Segment Start: SOURCE PASSAGE

The film's opening sequence, narrated by an uncredited Ricky Jay, tells stories of incredible coincidences. One has become a legend of forensic lore; it's about the man who leaps off a roof and is struck by a fatal shotgun blast as he falls past a window before landing in a net that would have saved his life. The gun was fired by his mother, aiming at his father and missing. She didn't know the shotgun was loaded; the son had loaded it some weeks earlier, hoping that eventually one of his parents would shoot the other. All allegedly true.
This sequence suggests a Ricky Jay TV special, illustrating weird coincidences. But it is more than simply amusing. It sets up the theme of the film, which shows people earnestly and single-mindedly immersed in their lives, hopes and values, as if their best-laid plans were not vulnerable to the chaotic interruptions of the universe. It's humbling to learn that existence doesn't revolve around us; worse to learn it revolves around nothing.
Many of the characters are involved in television, and their lives reflect on one another. Robards plays a dying tycoon who produces many shows. Philip Baker Hall, also dying, is a game show host. Cruise is Robards' son, Frank "T.J." Mackey, the star of infomercials about how to seduce women; his macho hotel ballroom seminars could have been scripted by Andrew Dice Clay. Walters is Hall's daughter, who doesn't believe anything he says. Melinda Dillon is Hall's wife, who might have been happier without his compulsion for confession. Macy plays "former quiz kid Donnie Smith," now a drunk with a bad job in sales who dreams that orthodontics could make him attractive to a burly bartender. Jeremy Blackman plays a bright young quiz kid on Hall's program. Bowen plays his father, a tyrant who drives him to excel.
The connections are like a game of psychological pickup sticks. Robards alienated Cruise; Hall alienated Dillon, Bowen is alienating Blackman. The power of TV has not spared Robards or Hall from death. Childhood success left Macy unprepared for life and may be doing the same thing for Blackman. Both Hall and Robards have employees (a producer, a nurse) who love them more than their families do. Both Robards and Hall cheated on their wives. And around and around.

Segment End: SOURCE PASSAGE

## EXERCISE SET
1. From the paragraph of the film review that begins "Many of the characters are involved in television," list every actor who is given a role, using the names as they appear there.
2. Carry on the film review, starting after its last sentence, "And around and around."

Segment Start: INFORMATION

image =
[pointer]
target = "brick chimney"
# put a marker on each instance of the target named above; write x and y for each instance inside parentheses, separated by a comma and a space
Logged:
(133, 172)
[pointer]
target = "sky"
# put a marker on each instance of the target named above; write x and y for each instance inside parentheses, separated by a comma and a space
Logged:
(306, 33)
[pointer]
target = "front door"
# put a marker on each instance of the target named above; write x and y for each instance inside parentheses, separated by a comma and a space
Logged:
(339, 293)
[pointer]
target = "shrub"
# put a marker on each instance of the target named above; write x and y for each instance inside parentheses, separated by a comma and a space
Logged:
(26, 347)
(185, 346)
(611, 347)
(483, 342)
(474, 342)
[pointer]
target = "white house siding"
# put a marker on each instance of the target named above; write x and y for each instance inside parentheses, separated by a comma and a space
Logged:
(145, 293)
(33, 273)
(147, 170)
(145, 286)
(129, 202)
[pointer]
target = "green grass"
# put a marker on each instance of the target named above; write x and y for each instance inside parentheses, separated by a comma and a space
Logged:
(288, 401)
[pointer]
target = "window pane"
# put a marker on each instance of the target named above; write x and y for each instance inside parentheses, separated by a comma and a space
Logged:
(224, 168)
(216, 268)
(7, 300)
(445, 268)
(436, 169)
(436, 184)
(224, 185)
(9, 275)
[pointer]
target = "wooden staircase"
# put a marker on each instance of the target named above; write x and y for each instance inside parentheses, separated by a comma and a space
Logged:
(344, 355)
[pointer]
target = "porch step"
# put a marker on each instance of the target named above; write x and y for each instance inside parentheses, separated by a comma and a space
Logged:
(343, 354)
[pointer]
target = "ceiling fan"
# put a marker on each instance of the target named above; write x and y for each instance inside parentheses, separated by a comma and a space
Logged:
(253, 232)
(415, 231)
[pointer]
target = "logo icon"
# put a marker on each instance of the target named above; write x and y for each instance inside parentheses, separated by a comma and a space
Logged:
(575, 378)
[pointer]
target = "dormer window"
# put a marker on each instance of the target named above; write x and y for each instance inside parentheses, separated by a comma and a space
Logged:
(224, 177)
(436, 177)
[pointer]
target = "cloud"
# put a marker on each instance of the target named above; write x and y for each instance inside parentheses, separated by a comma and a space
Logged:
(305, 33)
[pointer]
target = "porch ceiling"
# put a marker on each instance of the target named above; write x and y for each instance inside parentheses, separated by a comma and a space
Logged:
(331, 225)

Segment End: INFORMATION

## RESPONSES FOR EACH TASK
1. Robards, Philip Baker Hall, Cruise, Walters, Melinda Dillon, Macy, Jeremy Blackman, Bowen

2.
And there are other stories with their own connections. The cop, played by Reilly, is like a fireman rushing to scenes of emotional turmoil. His need to help is so great that he falls instantly in love with the pathetic drug user played by Walters; her need is more visible to him than her crime. Later, he encounters Macy in the middle of a ridiculous criminal situation brought about to finance braces for his teeth.
There are big scenes here for the actors. One comes as Cruise's cocky TV stud disintegrates in the face of cross-examination from a TV reporter (April Grace). He has another big scene at Robards' deathbed. Hall (a favorite actor of Anderson's since "Hard Eight") also disintegrates on TV; he's unable to ask, instead of answer, questions. Moore's breakdown in a pharmacy is parallel to Walters' nervousness with the cops: Both women are trying to appear functional while their systems scream because of drugs.
All of these threads converge, in one way or another, upon an event there is no way for the audience to anticipate. This event is not "cheating," as some critics have argued, because the prologue fully prepares the way for it, as do some subtle references to Exodus. It works like the hand of God, reminding us of the absurdity of daring to plan. And yet plan we must, because we are human, and because sometimes our plans work out.
"Magnolia" is the kind of film I instinctively respond to. Leave logic at the door. Do not expect subdued taste and restraint, but instead a kind of operatic ecstasy. At three hours it is even operatic in length, as its themes unfold, its characters strive against the dying of the light, and the great wheel of chance rolls on toward them.